## Exercise requirements
Update these lines so that "report a point" becomes "place a marker" wherever it appears, with everything else left the same.

## Data to process
================

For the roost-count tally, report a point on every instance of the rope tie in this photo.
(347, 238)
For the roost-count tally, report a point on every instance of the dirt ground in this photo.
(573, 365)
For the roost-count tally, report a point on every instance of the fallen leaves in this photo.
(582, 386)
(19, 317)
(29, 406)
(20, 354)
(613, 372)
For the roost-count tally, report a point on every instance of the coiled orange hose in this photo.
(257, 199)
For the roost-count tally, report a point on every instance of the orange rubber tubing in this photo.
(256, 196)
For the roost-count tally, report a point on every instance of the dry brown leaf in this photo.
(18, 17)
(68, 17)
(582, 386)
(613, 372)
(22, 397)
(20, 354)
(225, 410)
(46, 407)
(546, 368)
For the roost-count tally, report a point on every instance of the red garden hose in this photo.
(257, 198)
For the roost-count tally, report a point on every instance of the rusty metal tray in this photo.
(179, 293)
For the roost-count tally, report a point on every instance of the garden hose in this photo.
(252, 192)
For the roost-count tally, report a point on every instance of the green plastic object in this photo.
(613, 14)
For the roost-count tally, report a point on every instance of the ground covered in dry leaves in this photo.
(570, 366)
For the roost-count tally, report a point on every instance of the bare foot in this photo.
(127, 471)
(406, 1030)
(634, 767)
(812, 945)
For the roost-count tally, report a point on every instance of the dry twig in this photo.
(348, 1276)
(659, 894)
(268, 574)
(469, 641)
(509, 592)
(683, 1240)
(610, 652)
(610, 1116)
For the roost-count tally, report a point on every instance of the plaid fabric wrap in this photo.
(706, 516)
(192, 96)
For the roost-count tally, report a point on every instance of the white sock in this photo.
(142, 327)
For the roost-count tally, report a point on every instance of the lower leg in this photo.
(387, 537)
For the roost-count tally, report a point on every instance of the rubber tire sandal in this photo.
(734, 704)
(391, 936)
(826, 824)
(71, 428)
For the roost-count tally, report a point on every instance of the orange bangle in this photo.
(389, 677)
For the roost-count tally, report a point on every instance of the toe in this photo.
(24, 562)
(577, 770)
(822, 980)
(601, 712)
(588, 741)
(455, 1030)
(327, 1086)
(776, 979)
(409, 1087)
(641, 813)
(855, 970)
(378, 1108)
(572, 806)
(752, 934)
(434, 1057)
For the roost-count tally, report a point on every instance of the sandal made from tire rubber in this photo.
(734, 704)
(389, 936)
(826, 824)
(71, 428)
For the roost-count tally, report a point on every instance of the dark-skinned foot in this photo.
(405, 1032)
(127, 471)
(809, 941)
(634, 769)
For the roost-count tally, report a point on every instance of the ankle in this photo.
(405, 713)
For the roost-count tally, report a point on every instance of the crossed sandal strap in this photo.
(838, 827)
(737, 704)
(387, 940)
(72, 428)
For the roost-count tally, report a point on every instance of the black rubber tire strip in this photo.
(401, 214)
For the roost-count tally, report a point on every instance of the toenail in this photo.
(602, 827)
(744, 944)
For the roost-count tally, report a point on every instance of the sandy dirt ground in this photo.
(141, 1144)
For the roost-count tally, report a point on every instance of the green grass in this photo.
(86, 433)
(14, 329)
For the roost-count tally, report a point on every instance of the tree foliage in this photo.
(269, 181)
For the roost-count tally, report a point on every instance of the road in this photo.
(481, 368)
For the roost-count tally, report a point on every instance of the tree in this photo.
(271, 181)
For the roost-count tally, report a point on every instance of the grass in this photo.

================

## The solution
For the roost-count tally, place a marker on every instance of the rope tie in this photo.
(347, 238)
For the roost-count tally, place a marker on every instance of the dirt ground in this photo.
(573, 365)
For the roost-count tally, place a marker on every instance of the fallen leaves in this photo.
(582, 386)
(19, 317)
(29, 406)
(20, 354)
(613, 372)
For the roost-count tally, place a marker on every instance of the coiled orange hose in this photo.
(257, 199)
For the roost-count tally, place a marker on every instance of the orange rubber tubing in this photo.
(256, 196)
For the roost-count tally, place a marker on every instance of the dry brown leaf in this photo.
(18, 17)
(68, 17)
(582, 386)
(613, 372)
(22, 397)
(20, 354)
(225, 410)
(46, 407)
(546, 368)
For the roost-count tally, place a marker on every instance of the red garden hose in this photo.
(257, 198)
For the roost-count tally, place a marker on every instance of the rusty metal tray in this photo.
(179, 293)
For the roost-count tally, place a marker on every instance of the garden hose in this photo.
(252, 192)
For the roost-count tally, place a marker on every instance of the green plastic object in this photo.
(613, 14)
For the roost-count tally, place a marker on every instance of the ground covered in dry leaves in this photo.
(570, 366)
For the roost-count tally, place a marker on every instance of the bare foot in this photo.
(127, 471)
(406, 1030)
(634, 767)
(812, 945)
For the roost-count tally, place a marker on every instance of the dry twig in this photo.
(348, 1276)
(659, 894)
(268, 574)
(469, 641)
(509, 592)
(683, 1240)
(610, 652)
(610, 1116)
For the roost-count tally, place a marker on every instance of the plaid fabric wrap in this photo.
(706, 516)
(192, 96)
For the roost-count tally, place a marker on every instance of the white sock in this photo.
(142, 327)
For the roost-count tally, place a marker on every instance of the lower leg in this photo.
(387, 537)
For the roost-count tally, place a marker on every instance of the rubber tire sandal in this photo.
(734, 704)
(391, 936)
(826, 824)
(71, 428)
For the roost-count tally, place a marker on every instance of the orange bangle in this photo.
(389, 677)
For the roost-count tally, place a marker on every instance of the toe in this photo.
(24, 562)
(577, 770)
(822, 980)
(601, 712)
(588, 741)
(455, 1030)
(327, 1086)
(776, 979)
(409, 1087)
(641, 813)
(855, 970)
(378, 1108)
(572, 806)
(752, 934)
(434, 1057)
For the roost-count tally, place a marker on every instance of the sandal made from tire rubber in this photo.
(734, 704)
(389, 936)
(826, 824)
(71, 428)
For the roost-count tally, place a marker on every instance of the dark-skinned foot in this photo.
(405, 1032)
(127, 471)
(809, 941)
(634, 769)
For the roost-count tally, place a marker on every instance of the ankle in this photo.
(405, 713)
For the roost-count tally, place a marker on every instance of the crossed sandal strap in this photo.
(838, 827)
(737, 704)
(387, 940)
(72, 428)
For the roost-count tally, place a marker on every instance of the black rubber tire strip in this photo.
(401, 214)
For the roost-count tally, place a marker on every instance of the toenail in this photo.
(602, 827)
(744, 944)
For the roost-count tally, place a marker on every instance of the sandy dirt ground in this photo.
(141, 1144)
For the roost-count tally, place a marker on every instance of the green grass in this photo.
(86, 433)
(14, 329)
For the roost-count tally, place a marker on every instance of the tree foliage in this photo.
(269, 181)
For the roost-count tally, place a marker on every instance of the road in this photo.
(481, 368)
For the roost-count tally, place a marker on every instance of the tree in this photo.
(271, 181)
For the roost-count tally, place a marker on every instance of the grass in this photo.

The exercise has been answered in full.